Set task a:
Find every line in the records that contains the string "green" and copy each of those lines. Case counts.

Monday, October 26, 2015

Where did Obama administration’s 2 percent cap on standardized testing come from? You won’t believe it. (Or maybe you will.) - The Washington Post

Where did Obama administration’s 2 percent cap on standardized testing come from? You won’t believe it. (Or maybe you will.) - The Washington Post:

Where did Obama administration’s 2 percent cap on standardized testing come from? You won’t believe it. (Or maybe you will.)






(Update: Where New York legislature got its 2 percent testing limit)
You won’t believe this. Wait. Maybe you will.
The Obama administration has issued a Testing Action Plan that it says should help reduce over-testing in public schools. That plan includes a cap of 2 percent on the classroom time students spend on mandated standardized tests. The plan says:
Time-limited: While it is up to states and districts how to balance instructional time and the need for high-quality assessments, we recommend that states place a cap on the percentage of instructional time students spend taking required statewide standardized assessments to ensure that no child spends more than 2 percent of her classroom time taking these tests. Parents should receive formal notification if their child’s school exceeds this cap and an action plan should be publicly posted to describe the steps the state will take to review and eliminate unnecessary assessments, and come into compliance. States and school districts should carefully consider whether each assessment serves a unique, essential role in ensuring that students are learning.
The 2 percent is not much less than the 2.3 percent that a new two-year studyon standardized testing says kids now spend on these mandated exams, a figure deemed excessive by the report issued by the nonprofit Council of the Great City Schools. Is 2 percent a wholesale change from 2.3 percent?

Stored dataset items:
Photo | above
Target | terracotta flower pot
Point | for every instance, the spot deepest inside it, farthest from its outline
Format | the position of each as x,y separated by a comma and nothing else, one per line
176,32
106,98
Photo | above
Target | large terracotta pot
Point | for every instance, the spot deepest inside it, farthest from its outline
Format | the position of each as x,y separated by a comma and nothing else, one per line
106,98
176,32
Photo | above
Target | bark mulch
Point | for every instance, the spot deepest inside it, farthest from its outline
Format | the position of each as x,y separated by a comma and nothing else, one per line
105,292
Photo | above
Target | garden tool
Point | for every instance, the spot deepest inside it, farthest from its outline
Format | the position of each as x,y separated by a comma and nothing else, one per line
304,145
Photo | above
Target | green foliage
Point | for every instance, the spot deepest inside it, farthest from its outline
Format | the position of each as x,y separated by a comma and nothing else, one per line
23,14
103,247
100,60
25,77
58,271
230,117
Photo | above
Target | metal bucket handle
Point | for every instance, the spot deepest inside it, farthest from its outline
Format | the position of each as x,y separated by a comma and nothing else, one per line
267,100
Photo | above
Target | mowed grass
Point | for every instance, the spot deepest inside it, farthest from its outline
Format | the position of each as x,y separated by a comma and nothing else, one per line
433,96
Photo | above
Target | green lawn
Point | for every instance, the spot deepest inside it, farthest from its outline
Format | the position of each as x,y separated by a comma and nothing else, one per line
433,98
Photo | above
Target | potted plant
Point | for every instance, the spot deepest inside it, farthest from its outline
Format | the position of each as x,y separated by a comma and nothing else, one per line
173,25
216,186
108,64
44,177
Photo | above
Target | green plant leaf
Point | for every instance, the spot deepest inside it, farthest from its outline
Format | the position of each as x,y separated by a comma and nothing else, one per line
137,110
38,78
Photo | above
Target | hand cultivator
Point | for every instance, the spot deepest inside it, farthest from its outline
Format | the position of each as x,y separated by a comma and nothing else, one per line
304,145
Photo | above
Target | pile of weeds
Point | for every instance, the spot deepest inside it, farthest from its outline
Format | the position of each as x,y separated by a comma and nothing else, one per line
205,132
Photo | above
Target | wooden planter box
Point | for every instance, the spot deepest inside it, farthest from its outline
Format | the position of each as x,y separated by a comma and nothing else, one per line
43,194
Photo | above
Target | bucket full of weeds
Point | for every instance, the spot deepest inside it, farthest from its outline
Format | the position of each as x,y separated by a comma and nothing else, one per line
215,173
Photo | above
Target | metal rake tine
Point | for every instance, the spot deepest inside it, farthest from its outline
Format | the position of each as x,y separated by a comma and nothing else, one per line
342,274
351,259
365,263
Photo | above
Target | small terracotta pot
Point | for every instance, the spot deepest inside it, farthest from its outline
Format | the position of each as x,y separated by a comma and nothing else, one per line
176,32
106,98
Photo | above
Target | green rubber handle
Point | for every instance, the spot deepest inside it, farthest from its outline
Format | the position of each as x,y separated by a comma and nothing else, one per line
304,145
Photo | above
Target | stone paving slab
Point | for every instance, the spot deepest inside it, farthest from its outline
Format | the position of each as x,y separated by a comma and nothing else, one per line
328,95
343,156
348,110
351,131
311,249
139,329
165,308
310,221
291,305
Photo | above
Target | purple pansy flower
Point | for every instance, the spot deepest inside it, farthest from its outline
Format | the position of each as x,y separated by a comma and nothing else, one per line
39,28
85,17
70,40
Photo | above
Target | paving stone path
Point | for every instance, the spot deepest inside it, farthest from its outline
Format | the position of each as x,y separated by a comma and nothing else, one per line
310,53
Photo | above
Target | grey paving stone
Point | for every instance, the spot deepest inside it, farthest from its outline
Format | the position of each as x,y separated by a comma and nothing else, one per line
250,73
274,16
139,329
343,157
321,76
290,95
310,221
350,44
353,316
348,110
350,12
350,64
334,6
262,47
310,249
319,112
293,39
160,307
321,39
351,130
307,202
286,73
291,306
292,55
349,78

Set task b:
List every organization or governing body named in the article on the 2 percent testing cap.

Written solution a:
Target | green foliage
Target | green lawn
Target | green plant leaf
Target | green rubber handle

Written solution b:
The Washington Post
The Obama administration
The New York legislature
The Council of the Great City Schools